CONSIGNES →
A) Recopiez fidèlement le passage du texte sur les sunnites et les chiites qui commence par les mots « Qu’est-ce qui oppose » et se termine par « familles de l’islam. ».
B) D'après le texte sur les sunnites et les chiites, lors de quelle bataille et en quelle année Hussein, le fils d'Ali, a-t-il été tué ?
C) Prolongez le texte sur les sunnites et les chiites au-delà de sa dernière phrase.

━━ TEXTE CITÉ ━━

Qu’est-ce qui oppose les sunnites et les chiites ?

Chiite et Sunnite dans le monde musulman

Chiite et Sunnite dans le monde musulman

La rupture par l’Arabie saoudite de ses relations diplomatiques avec l’Iran, dimanche 3 janvier, a creusé la cassure confessionnelle entre chiites et sunnites au Moyen-Orient. Cette montée des tensions entre les deux puissances rivales de la région est trop rapidement réduite à un conflit confessionnel entre sunnites et chiites. Pour y voir plus clair, voici un résumé de ce qui lie, différencie et oppose ces deux grandes familles de l’islam.

Une division historique

La division entre sunnisme et chiisme est historiquement le fruit d’un conflit de succession, après la mort du prophète, en 632 à Médine, dans l’actuelle Arabie saoudite. Les compagnons du prophète choisissent l’un d’entre eux, Abou Bakr, en conclave selon la tradition tribale. Selon les chiites, le pouvoir légitime revenait en droit aux descendants directs du prophète, par sa fille Fatima et son gendre Ali. Ecarté du pouvoir, ce dernier deviendra, vingt-cinq ans plus tard, le quatrième calife. Son règne, contesté par Mouawiya, un proche du troisième calife, Osman, assassiné, se termine dans la confusion et il meurt tué par d’anciens partisans devenus dissidents, les kharidjites.

Hussein, le fils d’Ali, qui se soulève contre l’autorité du calife Mouawiya, installé à Damas, sera tué lors de la bataille de Kerbala, en 680. Les chiites révèrent Ali, ses descendants et successeurs comme les « douze imams », persécutés, qui servent d’intermédiaires entre les croyants et Dieu. L’islam sunnite, lui, se voit comme la continuité des premiers califes de l’islam, qui ont conservé intacts et fait observer les commandements de Mahomet.

━━━
━━ INFORMATIONS EXTRAITES ━━

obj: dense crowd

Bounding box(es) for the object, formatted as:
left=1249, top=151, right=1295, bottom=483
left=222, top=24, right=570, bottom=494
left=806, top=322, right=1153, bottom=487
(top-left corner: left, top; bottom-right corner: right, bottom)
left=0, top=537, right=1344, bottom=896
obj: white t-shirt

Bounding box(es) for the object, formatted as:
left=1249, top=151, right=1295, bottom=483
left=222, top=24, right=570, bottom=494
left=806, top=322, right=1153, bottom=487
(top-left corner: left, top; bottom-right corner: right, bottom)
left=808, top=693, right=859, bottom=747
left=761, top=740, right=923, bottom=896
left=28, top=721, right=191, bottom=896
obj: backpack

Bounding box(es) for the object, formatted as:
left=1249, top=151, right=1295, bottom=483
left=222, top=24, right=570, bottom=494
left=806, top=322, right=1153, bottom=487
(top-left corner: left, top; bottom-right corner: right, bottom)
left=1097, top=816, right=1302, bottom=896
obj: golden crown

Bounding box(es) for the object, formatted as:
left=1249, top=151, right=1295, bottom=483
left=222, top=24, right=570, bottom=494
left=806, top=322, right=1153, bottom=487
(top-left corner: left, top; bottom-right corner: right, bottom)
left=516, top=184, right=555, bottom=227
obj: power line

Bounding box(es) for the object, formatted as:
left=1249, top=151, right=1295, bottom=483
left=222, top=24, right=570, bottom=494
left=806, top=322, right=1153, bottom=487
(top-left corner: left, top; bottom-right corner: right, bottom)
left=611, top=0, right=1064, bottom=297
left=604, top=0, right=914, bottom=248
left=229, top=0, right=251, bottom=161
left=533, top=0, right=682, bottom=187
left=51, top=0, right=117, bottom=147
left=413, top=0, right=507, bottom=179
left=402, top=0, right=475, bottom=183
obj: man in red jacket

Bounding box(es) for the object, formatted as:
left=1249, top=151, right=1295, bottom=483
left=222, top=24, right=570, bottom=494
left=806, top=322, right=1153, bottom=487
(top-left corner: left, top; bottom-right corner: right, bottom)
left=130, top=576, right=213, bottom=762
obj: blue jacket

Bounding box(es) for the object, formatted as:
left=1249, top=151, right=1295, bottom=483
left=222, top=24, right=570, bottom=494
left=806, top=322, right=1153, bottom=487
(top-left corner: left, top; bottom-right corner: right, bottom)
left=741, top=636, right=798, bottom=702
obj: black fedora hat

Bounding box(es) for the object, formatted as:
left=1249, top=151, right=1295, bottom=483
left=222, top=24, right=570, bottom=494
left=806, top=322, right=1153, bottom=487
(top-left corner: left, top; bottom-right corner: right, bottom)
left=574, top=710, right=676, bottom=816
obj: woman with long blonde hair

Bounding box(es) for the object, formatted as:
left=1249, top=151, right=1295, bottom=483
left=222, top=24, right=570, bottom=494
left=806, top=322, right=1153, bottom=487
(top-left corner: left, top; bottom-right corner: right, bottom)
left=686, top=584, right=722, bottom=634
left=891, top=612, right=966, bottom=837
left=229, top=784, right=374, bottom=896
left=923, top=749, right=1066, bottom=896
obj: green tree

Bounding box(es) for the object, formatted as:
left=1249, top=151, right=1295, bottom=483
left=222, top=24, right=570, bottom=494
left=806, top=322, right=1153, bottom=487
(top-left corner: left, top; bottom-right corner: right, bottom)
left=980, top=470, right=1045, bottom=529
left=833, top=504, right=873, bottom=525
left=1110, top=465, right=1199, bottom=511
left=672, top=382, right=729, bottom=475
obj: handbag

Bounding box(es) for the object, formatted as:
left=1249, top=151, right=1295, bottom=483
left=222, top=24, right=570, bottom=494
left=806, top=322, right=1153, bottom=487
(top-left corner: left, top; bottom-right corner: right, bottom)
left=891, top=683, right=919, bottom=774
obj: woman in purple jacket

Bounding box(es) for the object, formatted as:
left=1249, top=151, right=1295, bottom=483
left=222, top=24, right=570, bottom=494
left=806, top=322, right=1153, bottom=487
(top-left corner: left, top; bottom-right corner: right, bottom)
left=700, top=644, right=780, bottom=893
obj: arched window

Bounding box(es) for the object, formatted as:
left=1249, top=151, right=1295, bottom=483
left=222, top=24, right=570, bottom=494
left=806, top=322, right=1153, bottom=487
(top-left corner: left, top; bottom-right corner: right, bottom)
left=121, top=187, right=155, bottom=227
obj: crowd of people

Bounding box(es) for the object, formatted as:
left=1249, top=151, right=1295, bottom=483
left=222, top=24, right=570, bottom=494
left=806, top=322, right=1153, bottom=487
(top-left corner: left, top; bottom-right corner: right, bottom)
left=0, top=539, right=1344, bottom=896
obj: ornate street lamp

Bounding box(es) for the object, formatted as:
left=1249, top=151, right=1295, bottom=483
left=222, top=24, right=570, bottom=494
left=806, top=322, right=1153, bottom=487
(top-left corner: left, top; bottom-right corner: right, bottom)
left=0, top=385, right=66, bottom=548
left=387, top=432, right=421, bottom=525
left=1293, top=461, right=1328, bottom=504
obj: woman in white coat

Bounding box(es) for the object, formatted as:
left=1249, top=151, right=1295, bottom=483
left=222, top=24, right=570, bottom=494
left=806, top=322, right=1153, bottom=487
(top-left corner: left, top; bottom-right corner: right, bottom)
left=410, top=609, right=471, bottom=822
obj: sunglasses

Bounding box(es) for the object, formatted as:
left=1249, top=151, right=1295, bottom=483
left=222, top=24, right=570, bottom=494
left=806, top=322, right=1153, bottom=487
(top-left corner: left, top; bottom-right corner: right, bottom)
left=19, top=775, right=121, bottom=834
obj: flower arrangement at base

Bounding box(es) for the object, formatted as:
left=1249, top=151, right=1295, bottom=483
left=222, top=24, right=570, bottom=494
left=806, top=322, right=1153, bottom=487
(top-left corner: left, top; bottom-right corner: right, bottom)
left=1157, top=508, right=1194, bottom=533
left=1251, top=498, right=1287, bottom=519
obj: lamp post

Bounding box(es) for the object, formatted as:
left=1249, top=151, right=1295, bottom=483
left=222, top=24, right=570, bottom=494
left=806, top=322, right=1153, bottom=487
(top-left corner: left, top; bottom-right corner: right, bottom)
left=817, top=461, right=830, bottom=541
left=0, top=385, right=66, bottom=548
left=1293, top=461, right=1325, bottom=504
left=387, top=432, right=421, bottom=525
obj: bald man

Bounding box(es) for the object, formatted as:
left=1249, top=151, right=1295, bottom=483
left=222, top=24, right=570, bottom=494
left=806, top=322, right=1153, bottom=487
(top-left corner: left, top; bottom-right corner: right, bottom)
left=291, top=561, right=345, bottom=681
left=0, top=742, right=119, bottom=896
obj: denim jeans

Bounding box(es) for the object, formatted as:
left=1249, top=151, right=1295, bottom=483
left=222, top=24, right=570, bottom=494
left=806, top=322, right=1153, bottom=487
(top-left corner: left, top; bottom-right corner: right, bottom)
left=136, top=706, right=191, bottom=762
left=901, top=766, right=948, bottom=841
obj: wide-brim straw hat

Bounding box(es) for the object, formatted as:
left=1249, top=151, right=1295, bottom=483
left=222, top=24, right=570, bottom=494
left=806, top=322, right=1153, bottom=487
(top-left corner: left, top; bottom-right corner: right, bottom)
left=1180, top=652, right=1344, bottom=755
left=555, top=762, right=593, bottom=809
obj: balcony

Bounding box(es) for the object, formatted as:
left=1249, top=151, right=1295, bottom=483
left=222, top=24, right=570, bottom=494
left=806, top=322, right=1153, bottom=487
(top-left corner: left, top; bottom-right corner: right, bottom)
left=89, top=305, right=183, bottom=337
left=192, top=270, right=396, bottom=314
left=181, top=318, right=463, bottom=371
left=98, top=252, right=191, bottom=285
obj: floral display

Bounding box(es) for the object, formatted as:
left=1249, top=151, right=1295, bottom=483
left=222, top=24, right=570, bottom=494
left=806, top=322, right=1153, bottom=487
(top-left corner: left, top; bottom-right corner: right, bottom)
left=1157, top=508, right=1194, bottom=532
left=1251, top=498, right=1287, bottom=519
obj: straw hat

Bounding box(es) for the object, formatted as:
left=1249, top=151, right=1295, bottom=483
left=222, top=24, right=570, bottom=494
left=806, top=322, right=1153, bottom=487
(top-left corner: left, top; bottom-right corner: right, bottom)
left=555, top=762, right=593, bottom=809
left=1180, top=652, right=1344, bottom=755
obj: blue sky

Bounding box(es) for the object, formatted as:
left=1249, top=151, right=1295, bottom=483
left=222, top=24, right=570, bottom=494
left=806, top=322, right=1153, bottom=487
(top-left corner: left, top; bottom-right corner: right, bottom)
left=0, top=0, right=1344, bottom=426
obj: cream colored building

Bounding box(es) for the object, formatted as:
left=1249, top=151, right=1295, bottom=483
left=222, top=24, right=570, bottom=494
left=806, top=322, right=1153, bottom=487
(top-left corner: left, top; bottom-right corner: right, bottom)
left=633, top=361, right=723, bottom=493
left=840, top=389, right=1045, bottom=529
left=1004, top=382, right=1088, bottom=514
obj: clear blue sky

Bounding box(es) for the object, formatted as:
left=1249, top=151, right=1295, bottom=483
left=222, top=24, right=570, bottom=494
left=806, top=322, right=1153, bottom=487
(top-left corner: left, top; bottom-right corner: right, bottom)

━━━

RÉSULTATS OBTENUS →
A)
Qu’est-ce qui oppose les sunnites et les chiites ?

Chiite et Sunnite dans le monde musulman

Chiite et Sunnite dans le monde musulman

La rupture par l’Arabie saoudite de ses relations diplomatiques avec l’Iran, dimanche 3 janvier, a creusé la cassure confessionnelle entre chiites et sunnites au Moyen-Orient. Cette montée des tensions entre les deux puissances rivales de la région est trop rapidement réduite à un conflit confessionnel entre sunnites et chiites. Pour y voir plus clair, voici un résumé de ce qui lie, différencie et oppose ces deux grandes familles de l’islam.

B) Hussein a été tué lors de la bataille de Kerbala, en 680.

C)
Une différence de doctrine

Le sunnisme, qui rassemble environ 85 % des musulmans, tend à se définir par opposition aux sectes qui ont parcouru l’histoire de l’islam, en premier lieu le chiisme, et revendique un idéal de consensus. Il se veut fidèle aux origines et pur d’influences étrangères, bien qu’il comprenne une grande variété d’interprétations et de traditions.

Il se définit par l’acceptation du Coran, parole de Dieu, et des enseignements et exemples donnés par le prophète, transmis sous forme de récits et d’informations (« ?adith » et « khabar »). Il opère un constant retour à ces textes.

Le chiisme partage ces sources fondamentales. Il est, lui aussi, très diversifié. Sa branche principale (« duodécimaine ») est caractérisée par le culte des douze imams et l’attente du retour du dernier d’entre eux, Al-Mahdi, « occulté » en 874 aux yeux des hommes mais toujours vivant, qui doit réapparaître à la fin des temps. En son absence, le clergé est investi d’une autorité particulière : il permet une médiation de l’autorité divine. Les religieux chiites sont structurés en une véritable hiérarchie cléricale, à la différence des oulémas (théologiens) sunnites.

Quelle répartition géographique ?

Le sunnisme est majoritaire au Maghreb et en Afrique noire, en Libye et en Egypte, en Turquie, en Arabie saoudite et dans le Golfe, en Syrie, en Afghanistan et au Pakistan, en Inde et en Indonésie. Les chiites sont majoritaires en Iran, en Irak, à Bahreïn et en Azerbaïdjan, et significativement présents au Liban, au Yémen et en Syrie, en Afghanistan, au Pakistan et en Inde.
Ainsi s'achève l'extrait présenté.